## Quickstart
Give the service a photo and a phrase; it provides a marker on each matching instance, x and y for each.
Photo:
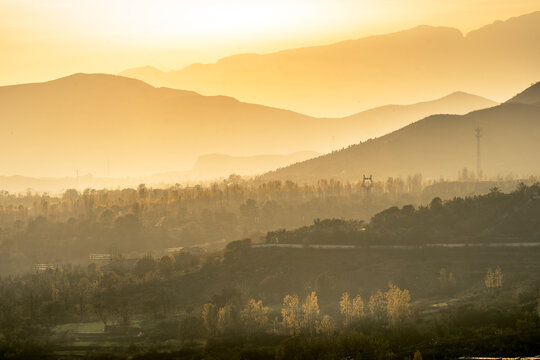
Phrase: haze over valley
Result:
(314, 180)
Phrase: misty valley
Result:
(306, 198)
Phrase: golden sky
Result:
(46, 39)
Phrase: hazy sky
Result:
(45, 39)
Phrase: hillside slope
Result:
(85, 121)
(439, 145)
(345, 77)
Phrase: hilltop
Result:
(439, 146)
(85, 121)
(349, 76)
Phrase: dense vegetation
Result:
(252, 303)
(61, 230)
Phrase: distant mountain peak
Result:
(529, 96)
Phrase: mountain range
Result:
(424, 62)
(94, 121)
(440, 146)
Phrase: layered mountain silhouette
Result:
(86, 121)
(207, 168)
(440, 146)
(338, 79)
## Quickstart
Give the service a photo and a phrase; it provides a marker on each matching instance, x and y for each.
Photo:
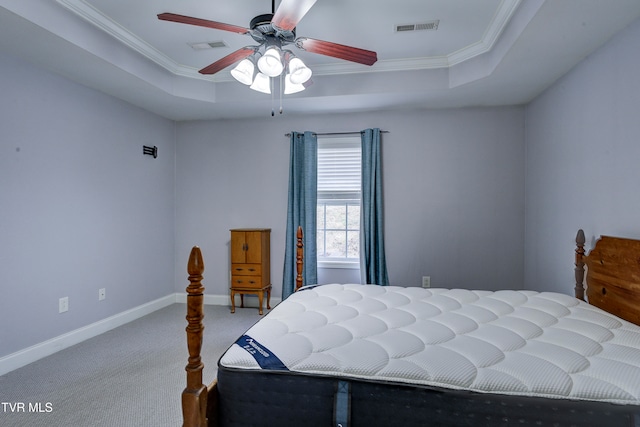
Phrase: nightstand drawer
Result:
(246, 269)
(253, 282)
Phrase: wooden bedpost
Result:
(579, 289)
(194, 396)
(299, 258)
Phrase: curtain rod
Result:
(337, 133)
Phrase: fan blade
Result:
(228, 60)
(202, 23)
(290, 12)
(348, 53)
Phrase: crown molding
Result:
(498, 23)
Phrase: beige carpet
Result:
(130, 376)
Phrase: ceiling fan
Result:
(273, 32)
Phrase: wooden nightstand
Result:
(250, 264)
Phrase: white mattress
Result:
(509, 342)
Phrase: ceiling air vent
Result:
(429, 25)
(207, 45)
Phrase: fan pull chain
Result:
(281, 90)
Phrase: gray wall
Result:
(80, 207)
(583, 161)
(453, 182)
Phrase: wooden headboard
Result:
(612, 275)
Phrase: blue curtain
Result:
(301, 211)
(373, 265)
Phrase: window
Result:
(339, 188)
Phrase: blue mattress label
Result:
(265, 358)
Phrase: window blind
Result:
(339, 168)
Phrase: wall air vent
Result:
(207, 45)
(429, 25)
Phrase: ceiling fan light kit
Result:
(272, 32)
(262, 83)
(244, 71)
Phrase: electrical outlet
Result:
(426, 281)
(63, 304)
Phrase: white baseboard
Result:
(46, 348)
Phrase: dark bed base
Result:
(261, 398)
(252, 398)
*****
» Task goal
Hand back every line of the material, exactly, without the pictures.

» Answer below
## Quickstart
Give the service a photo and a phrase; it provides a marker on each matching instance, x and y for each.
Photo:
Phrase: haze over valley
Result:
(314, 180)
Phrase: misty valley
Result:
(306, 198)
Phrase: golden sky
Result:
(46, 39)
Phrase: hazy sky
Result:
(45, 39)
Phrase: hillside slope
Result:
(85, 121)
(439, 145)
(345, 77)
Phrase: hilltop
Result:
(439, 146)
(85, 121)
(349, 76)
Phrase: dense vegetation
Result:
(252, 303)
(61, 230)
Phrase: distant mountain peak
Result:
(529, 96)
Phrase: mountain range
Result:
(424, 62)
(94, 121)
(440, 146)
Phrase: layered mountain silhouette
Result:
(86, 121)
(207, 168)
(440, 146)
(338, 79)
## Quickstart
Give the service a photo and a phrase; it provides a marker on each matching instance, x and y for each.
Photo:
Phrase: nightstand drawer
Result:
(246, 269)
(253, 282)
Phrase: wooden bedpost
Result:
(579, 289)
(194, 396)
(299, 258)
Phrase: curtain rod
Result:
(337, 133)
Phrase: fan blade
Result:
(228, 60)
(202, 23)
(290, 12)
(348, 53)
Phrase: crown molding
Result:
(498, 23)
Phrase: beige carpet
Result:
(130, 376)
Phrase: ceiling fan
Result:
(273, 32)
Phrase: wooden nightstand
Result:
(250, 264)
Phrase: white mattress
Result:
(509, 342)
Phrase: ceiling air vent
Result:
(429, 25)
(207, 45)
Phrase: fan pull chain
Result:
(281, 90)
Phrase: gray wall
Result:
(80, 207)
(583, 161)
(453, 182)
Phrase: wooden headboard
Result:
(612, 275)
Phrase: blue curtain
Result:
(301, 211)
(373, 265)
Phrase: window
Result:
(339, 188)
Phrase: blue mattress label
Result:
(265, 358)
Phrase: window blind
Result:
(339, 168)
Phrase: wall air vent
Result:
(207, 45)
(429, 25)
Phrase: ceiling fan light kit
Result:
(272, 32)
(262, 83)
(244, 71)
Phrase: electrical outlet
Result:
(426, 281)
(63, 304)
Phrase: white baseboard
Result:
(46, 348)
Phrase: dark bed base
Result:
(261, 398)
(252, 398)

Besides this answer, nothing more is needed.